* Text provided:
_ _ _ _
The quickest way to take advantage of today’s strong feeder calf prices is to hold off selling calves at weaning, and grow out your calves to heavier than normal weights.
The beef market is changing and ranchers must critically examine their business plan moving into the next cattle cycle.
For 30 years prior to 2006, the beef industry operated with corn prices in the $2-$3/bu. range. During that time, the big discussion was how much corn was in government storage and what would be the release price. With relative steady corn prices, producers had a good feel for cost of gain (COG), which allowed them to focus management attention on the cattle cycles’ impact on cattle prices and drought’s impact on forage production.
Ethanol altered that scenario in late 2006, and corn prices became much more volatile for the next seven years (Figure 1). Corn prices rose into the $5 to $8/bu. range, and record corn prices were set in 2007, 2008, 2010, 2011 and 2012, with a near-record price in 2013.
Study the statistical trend line in Figure 1 and note the years when corn price was above or below that trend line. The result was that cash grain farming skyrocketed after 2006, drawing pasture and forage land into corn production, and prompting the liquidation of many beef cowherds.
In early 2006, I predicted another 10-year cattle cycle with increasing cow numbers. In the last half of 2006, however, when ethanol came on the scene in a big way, the game changed. Instead of increasing cattle numbers, the cattle cycle was broken and cattle numbers headed down (Figure 2).
Since late 2006, COG rose rapidly and became all-critical to economic survival. Growing weaned calves on grain generally was uneconomical. And volatile corn prices made it difficult to predict COG and thus to plan any profitable multiple-year marketing strategy. Note that the last cattle cycle peak was in 1995 and the industry is now in the 14th year of decreasing cow numbers.
After the 2006 game change due to the rise in grain prices, producers’ emphasis changed to growing weaned calves on forages, rather than on grain. That high COG, coupled with a major drought in 2012, helped continue the downward trend in beef cow numbers, which today are at a 60-year low (Figure 2).
Of course, fewer cows produce fewer calves, and today’s tight feeder calf numbers are impacting the beef industry’s infrastructure. The result is that some feedlots are closing while others are operating at lower capacity. Packers are also feeling the numbers pinch, as Cargill closed its Plainview, TX, plant last year, and National announced its closure later this spring of its Brawley, CA, beef processing plant.
Though it’s unlikely we’ll see $2-$3/bu. corn, USDA is projecting $4-$5 as the new “normal,” and the corn futures market reflects this range well into 2016. The result is that, once again, economists are predicting that ranchers will increase beef cow numbers.
Does this signal that it’s time for another producer game change? What will be the “production game” in an era of $4-$5/bu. corn under normal growing conditions? Can growing calves on grain once again compete as a profitable marketing option?
As ranchers begin to expand by holding back heifers for breeding, the feeder calf supply will continue to decrease. This should fuel added competition by feedlots for cattle placements. This, in turn, will spur producers’ intentions to expand.
However, the speed of expansion is limited by the biology of the beef cow. Each heifer held back will be at least two years old before she bears her first calf.
_ _ _ _
* Data:

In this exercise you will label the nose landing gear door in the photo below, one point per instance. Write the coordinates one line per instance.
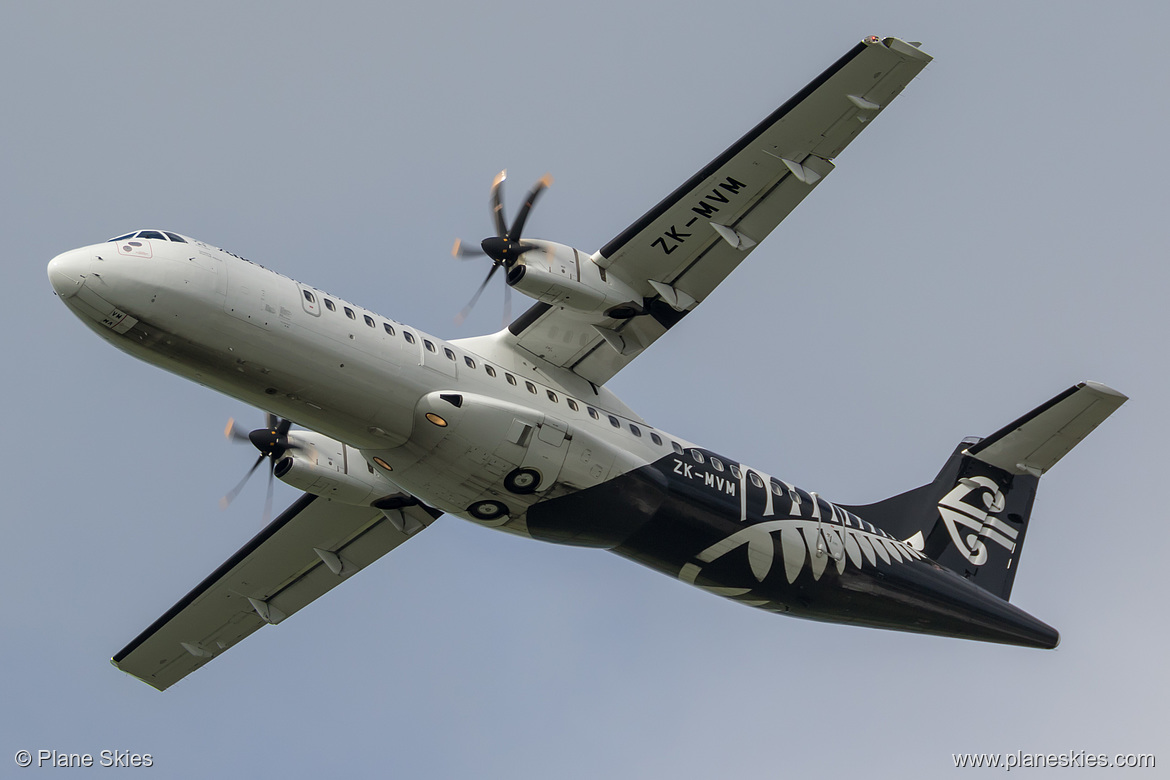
(546, 450)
_ _ _ _
* Actions to take:
1. Can you retype the beef cattle article word for word, everything from "Study the statistical" down to "many beef cowherds."?
2. Do these statements agree with the beef cattle article? Answer yes or no for each, and quote the words that decide it.
(a) Record corn prices were set in 2009.
(b) Cargill closed a beef plant in Plainview, TX.
(c) The last cattle cycle peak came in 1995.
Nothing here requires the listing.

* Responses to the exercise:
1.
Study the statistical trend line in Figure 1 and note the years when corn price was above or below that trend line. The result was that cash grain farming skyrocketed after 2006, drawing pasture and forage land into corn production, and prompting the liquidation of many beef cowherds.

2.
(a) No: "record corn prices were set in 2007, 2008, 2010, 2011 and 2012"
(b) Yes: "Cargill closed its Plainview, TX, plant last year"
(c) Yes: "the last cattle cycle peak was in 1995"